# RECORDS SHOWN:
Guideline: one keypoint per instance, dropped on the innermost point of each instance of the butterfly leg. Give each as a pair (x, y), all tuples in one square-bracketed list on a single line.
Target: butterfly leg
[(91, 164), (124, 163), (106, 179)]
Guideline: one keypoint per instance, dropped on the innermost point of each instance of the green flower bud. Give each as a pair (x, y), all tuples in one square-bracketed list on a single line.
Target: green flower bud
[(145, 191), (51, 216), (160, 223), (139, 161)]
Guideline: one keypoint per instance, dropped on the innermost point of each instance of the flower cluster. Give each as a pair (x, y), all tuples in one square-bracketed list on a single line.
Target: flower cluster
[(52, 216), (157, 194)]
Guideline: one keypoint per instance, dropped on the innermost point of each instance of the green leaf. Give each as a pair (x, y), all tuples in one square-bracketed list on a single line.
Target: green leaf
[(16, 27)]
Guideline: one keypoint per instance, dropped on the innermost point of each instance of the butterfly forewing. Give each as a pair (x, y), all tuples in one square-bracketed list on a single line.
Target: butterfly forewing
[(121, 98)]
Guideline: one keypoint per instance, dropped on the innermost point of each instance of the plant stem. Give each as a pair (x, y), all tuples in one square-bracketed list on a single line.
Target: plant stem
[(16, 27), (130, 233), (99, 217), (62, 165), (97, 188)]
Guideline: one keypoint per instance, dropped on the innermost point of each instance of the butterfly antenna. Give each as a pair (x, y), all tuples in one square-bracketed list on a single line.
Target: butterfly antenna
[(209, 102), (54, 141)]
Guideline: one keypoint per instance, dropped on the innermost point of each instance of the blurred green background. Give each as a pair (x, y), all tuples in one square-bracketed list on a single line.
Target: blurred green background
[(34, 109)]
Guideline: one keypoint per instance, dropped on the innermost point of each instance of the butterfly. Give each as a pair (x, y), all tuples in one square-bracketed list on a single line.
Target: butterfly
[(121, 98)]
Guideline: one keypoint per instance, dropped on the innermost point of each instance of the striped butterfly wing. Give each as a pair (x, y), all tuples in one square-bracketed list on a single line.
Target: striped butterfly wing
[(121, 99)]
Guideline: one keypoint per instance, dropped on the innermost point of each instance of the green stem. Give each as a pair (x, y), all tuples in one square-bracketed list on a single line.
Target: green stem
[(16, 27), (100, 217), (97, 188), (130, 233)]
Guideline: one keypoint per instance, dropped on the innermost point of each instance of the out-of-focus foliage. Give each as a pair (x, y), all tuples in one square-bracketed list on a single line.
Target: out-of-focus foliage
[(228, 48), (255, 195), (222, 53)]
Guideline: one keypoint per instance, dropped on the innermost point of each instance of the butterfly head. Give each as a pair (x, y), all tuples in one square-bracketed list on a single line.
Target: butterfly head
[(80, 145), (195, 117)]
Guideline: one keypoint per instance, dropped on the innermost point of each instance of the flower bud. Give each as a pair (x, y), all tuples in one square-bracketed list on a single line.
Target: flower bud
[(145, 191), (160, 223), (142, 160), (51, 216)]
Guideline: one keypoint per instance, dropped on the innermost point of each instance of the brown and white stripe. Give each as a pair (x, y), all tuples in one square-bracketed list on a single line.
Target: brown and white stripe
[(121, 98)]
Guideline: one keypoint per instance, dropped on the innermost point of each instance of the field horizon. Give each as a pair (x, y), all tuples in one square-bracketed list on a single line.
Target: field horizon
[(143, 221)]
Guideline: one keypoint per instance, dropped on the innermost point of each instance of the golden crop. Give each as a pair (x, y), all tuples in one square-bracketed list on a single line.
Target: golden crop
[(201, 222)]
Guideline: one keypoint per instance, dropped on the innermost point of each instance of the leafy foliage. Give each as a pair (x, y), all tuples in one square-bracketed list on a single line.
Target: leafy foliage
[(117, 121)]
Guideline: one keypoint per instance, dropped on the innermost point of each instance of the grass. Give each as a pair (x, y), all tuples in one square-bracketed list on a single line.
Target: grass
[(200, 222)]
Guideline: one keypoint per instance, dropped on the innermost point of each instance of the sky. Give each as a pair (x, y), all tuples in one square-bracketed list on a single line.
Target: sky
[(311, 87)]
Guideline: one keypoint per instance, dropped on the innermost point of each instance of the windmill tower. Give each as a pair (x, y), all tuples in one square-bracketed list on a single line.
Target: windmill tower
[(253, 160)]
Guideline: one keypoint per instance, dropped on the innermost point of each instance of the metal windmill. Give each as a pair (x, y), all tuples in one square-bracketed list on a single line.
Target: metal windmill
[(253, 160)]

# TASK TO CARRY OUT:
Write down, word for word, the lines above from the one containing "Target: out-of-focus foliage" through the one containing "of the brown", both ends included.

# TASK SOLUTION:
Target: out-of-focus foliage
[(228, 48), (255, 195), (222, 53)]
Guideline: one keypoint per instance, dropped on the innermost point of each instance of the butterfly head. Give each as a pair (x, y), all tuples in one square-bracketed list on a single line.
Target: butterfly head
[(80, 145), (195, 117)]
Guideline: one keypoint per instance, dropped on the innermost point of each instance of the flower bud. Give each as a pair (x, y), all tuples in one square-bracketed list on a single line.
Target: flower bud
[(145, 191), (160, 223), (142, 160), (51, 216)]
Guideline: one keypoint per instance, dropped on the innermost point of each instance of the brown and white stripe. Give each as a pair (x, y), all tuples in one square-bracketed list on a single line.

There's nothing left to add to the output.